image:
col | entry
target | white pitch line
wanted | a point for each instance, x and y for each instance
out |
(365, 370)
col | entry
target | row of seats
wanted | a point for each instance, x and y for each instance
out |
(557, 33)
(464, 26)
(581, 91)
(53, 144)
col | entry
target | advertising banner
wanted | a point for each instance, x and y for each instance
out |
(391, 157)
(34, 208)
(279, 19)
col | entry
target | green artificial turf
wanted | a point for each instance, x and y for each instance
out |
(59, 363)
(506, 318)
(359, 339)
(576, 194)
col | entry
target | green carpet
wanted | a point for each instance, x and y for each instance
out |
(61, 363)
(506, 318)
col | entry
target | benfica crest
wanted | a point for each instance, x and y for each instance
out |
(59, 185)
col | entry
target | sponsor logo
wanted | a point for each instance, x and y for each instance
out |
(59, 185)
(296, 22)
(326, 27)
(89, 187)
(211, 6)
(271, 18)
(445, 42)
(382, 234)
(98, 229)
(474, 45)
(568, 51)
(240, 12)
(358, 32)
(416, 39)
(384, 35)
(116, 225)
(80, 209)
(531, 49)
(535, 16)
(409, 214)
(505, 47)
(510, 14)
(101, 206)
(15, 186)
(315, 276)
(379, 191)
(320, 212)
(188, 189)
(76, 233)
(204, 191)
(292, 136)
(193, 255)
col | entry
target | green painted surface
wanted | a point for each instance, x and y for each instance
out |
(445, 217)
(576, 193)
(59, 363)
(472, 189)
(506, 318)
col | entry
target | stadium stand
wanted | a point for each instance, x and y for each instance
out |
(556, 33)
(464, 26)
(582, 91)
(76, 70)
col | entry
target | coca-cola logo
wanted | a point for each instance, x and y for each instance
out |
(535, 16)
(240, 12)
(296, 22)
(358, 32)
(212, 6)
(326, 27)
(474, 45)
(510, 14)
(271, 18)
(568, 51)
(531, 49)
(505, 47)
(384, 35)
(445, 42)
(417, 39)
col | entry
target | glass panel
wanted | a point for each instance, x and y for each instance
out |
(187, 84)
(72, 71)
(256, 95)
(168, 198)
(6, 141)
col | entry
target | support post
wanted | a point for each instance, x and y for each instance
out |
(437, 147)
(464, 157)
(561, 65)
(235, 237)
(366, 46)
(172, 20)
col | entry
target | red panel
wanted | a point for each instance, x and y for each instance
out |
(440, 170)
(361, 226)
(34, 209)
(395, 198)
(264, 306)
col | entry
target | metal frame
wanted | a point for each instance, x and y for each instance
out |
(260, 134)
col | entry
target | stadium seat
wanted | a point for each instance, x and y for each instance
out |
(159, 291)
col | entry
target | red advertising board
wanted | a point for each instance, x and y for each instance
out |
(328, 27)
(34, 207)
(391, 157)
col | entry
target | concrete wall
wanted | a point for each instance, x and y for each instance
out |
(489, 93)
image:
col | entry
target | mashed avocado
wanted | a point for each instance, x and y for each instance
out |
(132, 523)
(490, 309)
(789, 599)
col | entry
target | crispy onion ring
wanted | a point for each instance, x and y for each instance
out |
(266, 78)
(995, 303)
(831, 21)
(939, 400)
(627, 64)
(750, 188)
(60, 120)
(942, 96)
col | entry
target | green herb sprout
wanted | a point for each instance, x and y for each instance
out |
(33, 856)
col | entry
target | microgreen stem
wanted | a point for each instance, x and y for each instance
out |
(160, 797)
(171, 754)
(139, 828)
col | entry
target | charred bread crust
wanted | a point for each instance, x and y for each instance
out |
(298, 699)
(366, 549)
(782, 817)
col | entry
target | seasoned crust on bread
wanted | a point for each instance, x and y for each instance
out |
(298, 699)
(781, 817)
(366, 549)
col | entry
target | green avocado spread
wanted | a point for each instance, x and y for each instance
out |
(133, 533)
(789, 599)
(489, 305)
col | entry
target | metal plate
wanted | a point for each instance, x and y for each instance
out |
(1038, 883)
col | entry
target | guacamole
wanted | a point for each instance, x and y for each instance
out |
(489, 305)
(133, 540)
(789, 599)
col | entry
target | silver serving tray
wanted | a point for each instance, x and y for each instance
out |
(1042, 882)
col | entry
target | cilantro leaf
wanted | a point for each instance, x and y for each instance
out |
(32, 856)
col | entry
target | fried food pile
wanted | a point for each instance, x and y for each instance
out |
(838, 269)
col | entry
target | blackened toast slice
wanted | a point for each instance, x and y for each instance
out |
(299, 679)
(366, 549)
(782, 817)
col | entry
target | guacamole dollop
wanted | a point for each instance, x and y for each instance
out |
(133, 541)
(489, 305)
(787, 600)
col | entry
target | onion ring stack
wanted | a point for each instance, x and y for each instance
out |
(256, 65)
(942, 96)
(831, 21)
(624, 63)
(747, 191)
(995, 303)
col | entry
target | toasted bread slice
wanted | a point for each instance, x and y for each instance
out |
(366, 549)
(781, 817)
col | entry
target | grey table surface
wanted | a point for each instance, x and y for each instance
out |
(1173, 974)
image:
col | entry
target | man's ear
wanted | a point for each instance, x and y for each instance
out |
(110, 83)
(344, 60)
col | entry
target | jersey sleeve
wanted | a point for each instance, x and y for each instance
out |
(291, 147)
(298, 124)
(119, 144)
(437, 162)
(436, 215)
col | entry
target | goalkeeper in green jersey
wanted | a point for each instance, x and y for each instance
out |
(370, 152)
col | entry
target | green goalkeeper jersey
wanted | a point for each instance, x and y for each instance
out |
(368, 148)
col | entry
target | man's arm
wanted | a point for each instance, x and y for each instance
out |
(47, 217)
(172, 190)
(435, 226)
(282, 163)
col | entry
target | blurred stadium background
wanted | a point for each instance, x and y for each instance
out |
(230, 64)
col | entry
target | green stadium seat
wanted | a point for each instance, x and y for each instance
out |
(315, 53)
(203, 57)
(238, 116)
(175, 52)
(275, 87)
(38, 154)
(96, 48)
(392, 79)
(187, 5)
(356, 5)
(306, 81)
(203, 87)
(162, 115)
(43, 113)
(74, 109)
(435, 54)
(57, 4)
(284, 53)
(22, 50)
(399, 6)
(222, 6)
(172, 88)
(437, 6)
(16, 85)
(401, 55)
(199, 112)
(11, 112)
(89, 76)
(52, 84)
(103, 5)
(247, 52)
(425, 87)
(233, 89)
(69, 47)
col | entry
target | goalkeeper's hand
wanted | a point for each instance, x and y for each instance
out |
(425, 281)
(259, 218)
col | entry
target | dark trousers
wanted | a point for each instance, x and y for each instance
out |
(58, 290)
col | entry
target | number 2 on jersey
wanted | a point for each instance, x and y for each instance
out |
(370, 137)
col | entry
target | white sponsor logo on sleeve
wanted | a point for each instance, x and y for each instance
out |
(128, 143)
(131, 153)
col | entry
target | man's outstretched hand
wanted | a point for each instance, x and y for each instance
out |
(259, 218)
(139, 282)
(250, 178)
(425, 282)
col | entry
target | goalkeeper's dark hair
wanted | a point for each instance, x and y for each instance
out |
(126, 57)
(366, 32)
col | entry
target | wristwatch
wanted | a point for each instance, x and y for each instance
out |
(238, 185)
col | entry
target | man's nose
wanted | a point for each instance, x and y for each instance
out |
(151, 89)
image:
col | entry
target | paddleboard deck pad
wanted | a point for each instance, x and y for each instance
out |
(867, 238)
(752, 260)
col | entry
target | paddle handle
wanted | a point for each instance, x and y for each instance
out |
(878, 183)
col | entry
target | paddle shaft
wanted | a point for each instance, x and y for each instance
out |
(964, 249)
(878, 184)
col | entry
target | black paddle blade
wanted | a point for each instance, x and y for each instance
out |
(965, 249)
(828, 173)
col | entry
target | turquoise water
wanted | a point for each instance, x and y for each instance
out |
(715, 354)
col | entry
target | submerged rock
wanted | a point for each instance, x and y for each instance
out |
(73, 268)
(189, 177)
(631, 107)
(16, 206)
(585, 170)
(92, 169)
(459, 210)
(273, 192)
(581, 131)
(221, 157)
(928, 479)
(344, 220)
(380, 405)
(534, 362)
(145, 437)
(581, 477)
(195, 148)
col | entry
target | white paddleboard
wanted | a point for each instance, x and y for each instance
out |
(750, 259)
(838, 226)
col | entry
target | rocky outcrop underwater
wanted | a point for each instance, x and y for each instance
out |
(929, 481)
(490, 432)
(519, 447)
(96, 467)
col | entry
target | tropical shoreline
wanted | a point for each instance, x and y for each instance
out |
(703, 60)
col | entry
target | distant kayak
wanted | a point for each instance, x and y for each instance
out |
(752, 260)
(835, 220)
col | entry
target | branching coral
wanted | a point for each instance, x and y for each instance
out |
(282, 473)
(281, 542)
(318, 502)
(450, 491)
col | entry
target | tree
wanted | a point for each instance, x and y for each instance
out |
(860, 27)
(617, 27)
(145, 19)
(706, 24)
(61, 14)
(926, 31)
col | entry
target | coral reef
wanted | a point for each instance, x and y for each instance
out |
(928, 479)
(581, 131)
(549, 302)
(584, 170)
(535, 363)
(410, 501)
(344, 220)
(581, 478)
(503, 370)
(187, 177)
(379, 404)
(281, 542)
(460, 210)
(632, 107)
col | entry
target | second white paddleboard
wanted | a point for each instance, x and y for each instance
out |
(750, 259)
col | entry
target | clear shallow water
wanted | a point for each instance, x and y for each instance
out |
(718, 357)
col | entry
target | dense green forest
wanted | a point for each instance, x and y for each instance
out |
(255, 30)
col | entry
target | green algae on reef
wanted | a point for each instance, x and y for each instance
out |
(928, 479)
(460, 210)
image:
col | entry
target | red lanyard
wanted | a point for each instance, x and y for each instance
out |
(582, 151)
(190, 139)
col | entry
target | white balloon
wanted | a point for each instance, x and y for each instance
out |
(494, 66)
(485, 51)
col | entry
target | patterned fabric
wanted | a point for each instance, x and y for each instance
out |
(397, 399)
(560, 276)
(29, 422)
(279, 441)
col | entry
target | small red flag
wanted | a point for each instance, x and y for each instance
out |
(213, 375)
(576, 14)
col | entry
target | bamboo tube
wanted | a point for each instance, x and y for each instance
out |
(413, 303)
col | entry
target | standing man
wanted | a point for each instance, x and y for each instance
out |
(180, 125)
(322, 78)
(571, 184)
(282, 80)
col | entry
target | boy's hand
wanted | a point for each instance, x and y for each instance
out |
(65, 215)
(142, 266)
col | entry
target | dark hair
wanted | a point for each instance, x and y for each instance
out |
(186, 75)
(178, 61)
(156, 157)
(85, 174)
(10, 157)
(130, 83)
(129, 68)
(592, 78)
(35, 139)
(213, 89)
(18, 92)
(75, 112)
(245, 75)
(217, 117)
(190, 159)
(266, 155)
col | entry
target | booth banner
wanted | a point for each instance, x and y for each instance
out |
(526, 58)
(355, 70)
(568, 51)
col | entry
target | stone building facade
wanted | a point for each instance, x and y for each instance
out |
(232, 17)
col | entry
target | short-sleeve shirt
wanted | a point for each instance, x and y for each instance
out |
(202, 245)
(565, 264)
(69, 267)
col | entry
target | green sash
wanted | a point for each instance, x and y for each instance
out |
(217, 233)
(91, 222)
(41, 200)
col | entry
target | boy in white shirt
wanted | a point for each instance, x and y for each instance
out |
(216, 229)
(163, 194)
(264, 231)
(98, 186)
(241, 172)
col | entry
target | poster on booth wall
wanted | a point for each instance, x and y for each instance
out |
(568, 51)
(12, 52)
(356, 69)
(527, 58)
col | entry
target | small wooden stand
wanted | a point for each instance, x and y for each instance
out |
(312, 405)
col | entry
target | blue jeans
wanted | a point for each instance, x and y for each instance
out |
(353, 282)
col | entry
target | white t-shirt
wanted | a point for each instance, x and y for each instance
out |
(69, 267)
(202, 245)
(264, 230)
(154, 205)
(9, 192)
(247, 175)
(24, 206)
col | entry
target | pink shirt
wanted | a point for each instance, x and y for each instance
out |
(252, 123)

★ ★ ★ ★ ★

## What you should do
Collect every line above that contains the word "dark", where case counts.

## Result for this task
target | dark trousers
target | goalkeeper's dark hair
target | dark hair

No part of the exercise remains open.